Задания:
#1 Переведите на английский язык предложение из отрывка: «Одной „царицы“, однако, для суда недостаточно, ему требуется и что-то объективное».
#2 Что, согласно отрывку, обнаружили на штанах Кравченко?

Эта славная парочка сломала председателю семь ребер. После этого не то что в хозяйственных нарушениях – в убийстве отца родного признаешься.

Александр Кравченко продержался недолго. Он признал себя виновным в убийстве. А признание, как говаривал черной памяти Андрей Януарьевич Вышинский, – царица доказательств.

Постулаты товарища Вышинского были официально отвергнуты, дела, хотя и далеко не все, пересмотрены, приговоры отменены; практика же оказалась живучей, ибо она проста. Той простотой, что хуже воровства.

Одной «царицы», однако, для суда недостаточно, ему требуется и что-то объективное. Нет улик – значит, плохо искали. Если хорошенько поискать, то найдутся.

И нашлись. На штанах Кравченко обнаружили колючки репейника, который растет на берегу Грушевки. Блестящая улика, достойная того, чтобы войти в анналы криминалистики. Единожды без злого умысла побывав на берегу этой малой и неполноводной речки, мы тоже проходили рядом с репейным кустиком и могли за милую душу нацепить себе на штаны точно такую же улику. Нам-то что, разок почиститься, а Александру она стоила жизни.

Исходные данные:
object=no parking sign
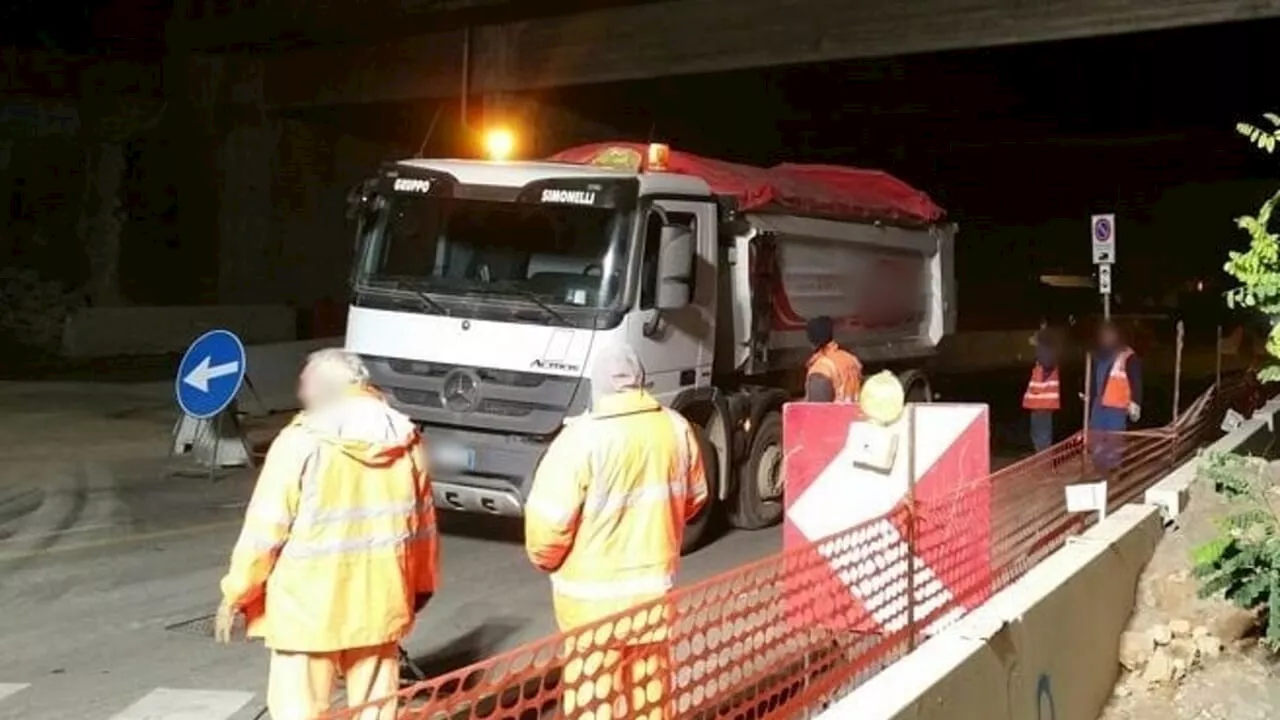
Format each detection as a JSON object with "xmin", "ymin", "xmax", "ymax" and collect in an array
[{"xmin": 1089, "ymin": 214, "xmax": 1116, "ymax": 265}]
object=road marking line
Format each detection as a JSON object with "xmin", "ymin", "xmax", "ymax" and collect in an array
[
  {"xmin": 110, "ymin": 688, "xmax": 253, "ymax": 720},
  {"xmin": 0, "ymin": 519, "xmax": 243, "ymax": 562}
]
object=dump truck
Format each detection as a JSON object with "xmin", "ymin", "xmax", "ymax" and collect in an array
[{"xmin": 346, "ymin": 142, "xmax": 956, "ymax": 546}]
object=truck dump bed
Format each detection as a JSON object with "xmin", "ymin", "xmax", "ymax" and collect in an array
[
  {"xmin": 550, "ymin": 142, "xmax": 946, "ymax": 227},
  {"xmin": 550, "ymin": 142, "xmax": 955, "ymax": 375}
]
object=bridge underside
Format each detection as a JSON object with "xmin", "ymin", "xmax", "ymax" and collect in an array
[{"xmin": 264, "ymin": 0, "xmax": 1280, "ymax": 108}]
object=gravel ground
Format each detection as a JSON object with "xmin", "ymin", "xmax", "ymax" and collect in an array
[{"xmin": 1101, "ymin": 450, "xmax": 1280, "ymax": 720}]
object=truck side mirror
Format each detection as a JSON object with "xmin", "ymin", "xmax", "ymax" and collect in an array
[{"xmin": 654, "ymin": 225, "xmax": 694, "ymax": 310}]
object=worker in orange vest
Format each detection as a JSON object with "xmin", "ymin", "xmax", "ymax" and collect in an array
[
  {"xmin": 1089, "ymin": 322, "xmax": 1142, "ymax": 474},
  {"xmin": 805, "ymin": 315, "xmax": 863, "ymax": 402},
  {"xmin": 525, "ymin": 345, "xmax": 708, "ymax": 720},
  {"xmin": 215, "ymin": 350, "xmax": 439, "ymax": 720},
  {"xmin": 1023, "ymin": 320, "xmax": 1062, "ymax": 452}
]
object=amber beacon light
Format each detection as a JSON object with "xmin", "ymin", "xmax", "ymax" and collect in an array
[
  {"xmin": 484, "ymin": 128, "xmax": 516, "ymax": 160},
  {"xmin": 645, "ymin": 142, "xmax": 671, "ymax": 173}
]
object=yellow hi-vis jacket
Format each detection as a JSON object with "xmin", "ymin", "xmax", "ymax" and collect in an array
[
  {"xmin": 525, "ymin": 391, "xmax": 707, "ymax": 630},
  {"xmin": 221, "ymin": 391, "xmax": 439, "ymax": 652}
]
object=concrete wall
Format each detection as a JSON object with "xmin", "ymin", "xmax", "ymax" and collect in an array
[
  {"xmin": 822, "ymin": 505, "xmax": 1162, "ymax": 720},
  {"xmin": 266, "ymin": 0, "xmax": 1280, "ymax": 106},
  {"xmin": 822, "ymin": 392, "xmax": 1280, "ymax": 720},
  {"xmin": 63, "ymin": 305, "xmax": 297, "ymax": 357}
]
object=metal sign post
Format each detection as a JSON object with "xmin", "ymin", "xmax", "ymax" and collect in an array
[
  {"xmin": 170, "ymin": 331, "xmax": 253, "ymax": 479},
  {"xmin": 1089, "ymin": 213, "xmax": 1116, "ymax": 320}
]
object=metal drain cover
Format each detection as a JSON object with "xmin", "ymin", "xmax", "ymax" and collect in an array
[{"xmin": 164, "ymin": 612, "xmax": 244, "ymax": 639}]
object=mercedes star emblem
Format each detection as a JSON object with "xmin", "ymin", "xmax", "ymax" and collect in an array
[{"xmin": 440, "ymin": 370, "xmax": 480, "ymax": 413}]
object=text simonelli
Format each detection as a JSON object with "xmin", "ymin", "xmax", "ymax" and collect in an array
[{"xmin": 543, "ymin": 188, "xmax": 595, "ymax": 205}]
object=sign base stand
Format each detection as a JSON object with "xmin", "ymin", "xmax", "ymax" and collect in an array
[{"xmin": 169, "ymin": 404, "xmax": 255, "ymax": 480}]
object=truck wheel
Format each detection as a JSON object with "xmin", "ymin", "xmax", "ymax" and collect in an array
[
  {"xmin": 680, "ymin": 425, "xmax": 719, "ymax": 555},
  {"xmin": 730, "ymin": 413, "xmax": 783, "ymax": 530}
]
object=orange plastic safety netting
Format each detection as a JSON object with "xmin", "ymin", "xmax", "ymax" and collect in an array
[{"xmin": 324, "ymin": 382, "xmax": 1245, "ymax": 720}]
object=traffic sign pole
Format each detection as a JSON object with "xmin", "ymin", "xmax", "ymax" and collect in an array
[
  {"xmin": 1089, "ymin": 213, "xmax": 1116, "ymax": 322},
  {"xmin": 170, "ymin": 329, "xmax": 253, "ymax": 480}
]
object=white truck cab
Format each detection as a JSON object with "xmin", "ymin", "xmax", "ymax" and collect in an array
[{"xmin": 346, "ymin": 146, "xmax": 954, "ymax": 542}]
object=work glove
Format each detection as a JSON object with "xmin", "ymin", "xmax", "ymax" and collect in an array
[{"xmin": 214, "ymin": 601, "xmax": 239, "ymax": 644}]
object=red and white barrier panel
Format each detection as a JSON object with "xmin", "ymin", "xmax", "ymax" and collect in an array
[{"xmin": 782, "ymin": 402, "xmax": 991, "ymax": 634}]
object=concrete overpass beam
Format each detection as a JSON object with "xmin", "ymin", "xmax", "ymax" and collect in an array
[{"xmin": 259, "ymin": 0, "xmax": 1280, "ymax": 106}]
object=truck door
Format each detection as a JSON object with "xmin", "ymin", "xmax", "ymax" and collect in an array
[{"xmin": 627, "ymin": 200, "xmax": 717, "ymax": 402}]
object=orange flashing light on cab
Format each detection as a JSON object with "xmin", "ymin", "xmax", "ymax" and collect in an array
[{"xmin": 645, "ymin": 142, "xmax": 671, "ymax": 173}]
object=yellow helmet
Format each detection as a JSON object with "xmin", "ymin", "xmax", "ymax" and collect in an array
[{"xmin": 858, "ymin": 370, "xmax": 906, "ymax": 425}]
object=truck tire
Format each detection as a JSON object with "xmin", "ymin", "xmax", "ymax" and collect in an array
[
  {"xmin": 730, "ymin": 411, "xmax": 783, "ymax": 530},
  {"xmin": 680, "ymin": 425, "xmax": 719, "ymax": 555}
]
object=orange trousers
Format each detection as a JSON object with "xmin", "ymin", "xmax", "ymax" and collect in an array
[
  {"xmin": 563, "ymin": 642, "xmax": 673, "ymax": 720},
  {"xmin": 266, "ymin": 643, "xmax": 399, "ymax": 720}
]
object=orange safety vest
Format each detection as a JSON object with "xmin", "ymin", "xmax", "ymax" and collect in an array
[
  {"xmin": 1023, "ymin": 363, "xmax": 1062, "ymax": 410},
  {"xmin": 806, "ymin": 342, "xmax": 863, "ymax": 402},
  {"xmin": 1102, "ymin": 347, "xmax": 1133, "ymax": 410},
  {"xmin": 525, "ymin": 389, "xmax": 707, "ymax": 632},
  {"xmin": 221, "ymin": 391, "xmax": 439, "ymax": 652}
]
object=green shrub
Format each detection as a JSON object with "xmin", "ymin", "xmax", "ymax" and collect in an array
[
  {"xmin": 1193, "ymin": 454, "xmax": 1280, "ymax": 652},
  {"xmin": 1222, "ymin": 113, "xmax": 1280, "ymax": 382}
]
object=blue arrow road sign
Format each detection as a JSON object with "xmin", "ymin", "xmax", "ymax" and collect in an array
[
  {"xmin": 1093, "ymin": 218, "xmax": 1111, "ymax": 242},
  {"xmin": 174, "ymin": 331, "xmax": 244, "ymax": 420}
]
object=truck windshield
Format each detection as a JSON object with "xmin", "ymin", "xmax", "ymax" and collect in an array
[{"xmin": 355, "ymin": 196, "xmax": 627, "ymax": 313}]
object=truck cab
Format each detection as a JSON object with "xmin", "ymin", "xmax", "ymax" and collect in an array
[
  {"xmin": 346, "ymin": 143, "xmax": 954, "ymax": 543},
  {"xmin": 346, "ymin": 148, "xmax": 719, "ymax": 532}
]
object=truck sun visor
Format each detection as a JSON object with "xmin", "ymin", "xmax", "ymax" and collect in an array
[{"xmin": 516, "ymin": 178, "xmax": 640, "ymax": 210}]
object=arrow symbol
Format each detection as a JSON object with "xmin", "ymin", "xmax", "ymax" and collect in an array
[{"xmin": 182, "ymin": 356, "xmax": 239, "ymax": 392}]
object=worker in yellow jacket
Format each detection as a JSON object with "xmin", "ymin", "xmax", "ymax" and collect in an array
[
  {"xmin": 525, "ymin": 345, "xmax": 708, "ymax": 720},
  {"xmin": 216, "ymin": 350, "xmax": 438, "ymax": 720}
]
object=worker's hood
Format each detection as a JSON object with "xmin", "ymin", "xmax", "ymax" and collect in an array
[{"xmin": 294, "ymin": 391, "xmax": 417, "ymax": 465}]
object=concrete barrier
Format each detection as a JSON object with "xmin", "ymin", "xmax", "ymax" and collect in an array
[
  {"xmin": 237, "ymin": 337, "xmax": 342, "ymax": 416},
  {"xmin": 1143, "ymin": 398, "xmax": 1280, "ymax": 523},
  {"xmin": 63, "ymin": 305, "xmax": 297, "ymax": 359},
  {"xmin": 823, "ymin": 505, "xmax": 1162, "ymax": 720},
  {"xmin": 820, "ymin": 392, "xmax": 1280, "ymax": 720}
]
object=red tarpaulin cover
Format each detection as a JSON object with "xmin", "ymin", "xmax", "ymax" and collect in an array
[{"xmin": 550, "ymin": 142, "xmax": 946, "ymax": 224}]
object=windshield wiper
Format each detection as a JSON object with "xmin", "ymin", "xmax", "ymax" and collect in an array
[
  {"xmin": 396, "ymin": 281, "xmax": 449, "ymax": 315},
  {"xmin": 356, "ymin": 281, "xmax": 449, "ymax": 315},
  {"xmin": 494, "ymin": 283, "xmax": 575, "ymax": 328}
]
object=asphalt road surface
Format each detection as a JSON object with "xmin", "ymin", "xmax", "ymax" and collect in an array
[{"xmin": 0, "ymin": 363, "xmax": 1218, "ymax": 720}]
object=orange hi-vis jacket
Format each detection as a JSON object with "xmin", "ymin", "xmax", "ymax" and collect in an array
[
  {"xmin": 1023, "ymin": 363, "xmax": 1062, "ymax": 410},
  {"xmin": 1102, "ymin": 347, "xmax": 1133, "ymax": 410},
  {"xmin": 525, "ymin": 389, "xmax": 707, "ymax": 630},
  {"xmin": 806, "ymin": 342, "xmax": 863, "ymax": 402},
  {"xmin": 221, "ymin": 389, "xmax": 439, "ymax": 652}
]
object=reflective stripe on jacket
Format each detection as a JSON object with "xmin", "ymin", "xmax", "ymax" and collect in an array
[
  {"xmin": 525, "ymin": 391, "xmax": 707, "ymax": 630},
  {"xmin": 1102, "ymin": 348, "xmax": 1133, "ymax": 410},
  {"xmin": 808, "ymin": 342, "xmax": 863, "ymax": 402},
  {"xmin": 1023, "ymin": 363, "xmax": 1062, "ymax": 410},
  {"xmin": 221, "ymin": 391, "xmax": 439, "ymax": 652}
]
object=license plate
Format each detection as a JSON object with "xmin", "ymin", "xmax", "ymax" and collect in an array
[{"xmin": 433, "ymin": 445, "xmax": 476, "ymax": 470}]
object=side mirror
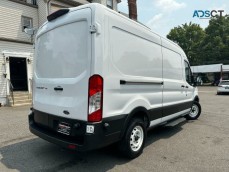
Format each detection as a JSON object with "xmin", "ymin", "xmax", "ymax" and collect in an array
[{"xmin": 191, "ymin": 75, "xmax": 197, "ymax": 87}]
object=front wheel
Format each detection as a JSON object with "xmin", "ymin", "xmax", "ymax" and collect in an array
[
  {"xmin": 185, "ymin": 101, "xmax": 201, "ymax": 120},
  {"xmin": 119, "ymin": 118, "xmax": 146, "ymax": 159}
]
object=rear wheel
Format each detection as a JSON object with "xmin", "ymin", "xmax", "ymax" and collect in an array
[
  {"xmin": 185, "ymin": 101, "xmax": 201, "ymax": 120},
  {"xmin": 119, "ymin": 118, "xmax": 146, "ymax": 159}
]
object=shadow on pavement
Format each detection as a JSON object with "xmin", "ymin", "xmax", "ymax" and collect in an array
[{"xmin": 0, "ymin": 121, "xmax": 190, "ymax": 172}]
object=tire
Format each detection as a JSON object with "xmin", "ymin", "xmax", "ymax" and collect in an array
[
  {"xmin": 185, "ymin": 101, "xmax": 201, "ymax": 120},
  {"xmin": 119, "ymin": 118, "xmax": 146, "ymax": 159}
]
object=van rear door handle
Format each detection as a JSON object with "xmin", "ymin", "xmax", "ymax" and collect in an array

Ответы к заданиям:
#1 One "queen," however, is not enough for the court; it also requires something objective.

#2 Колючки репейника, который растет на берегу Грушевки.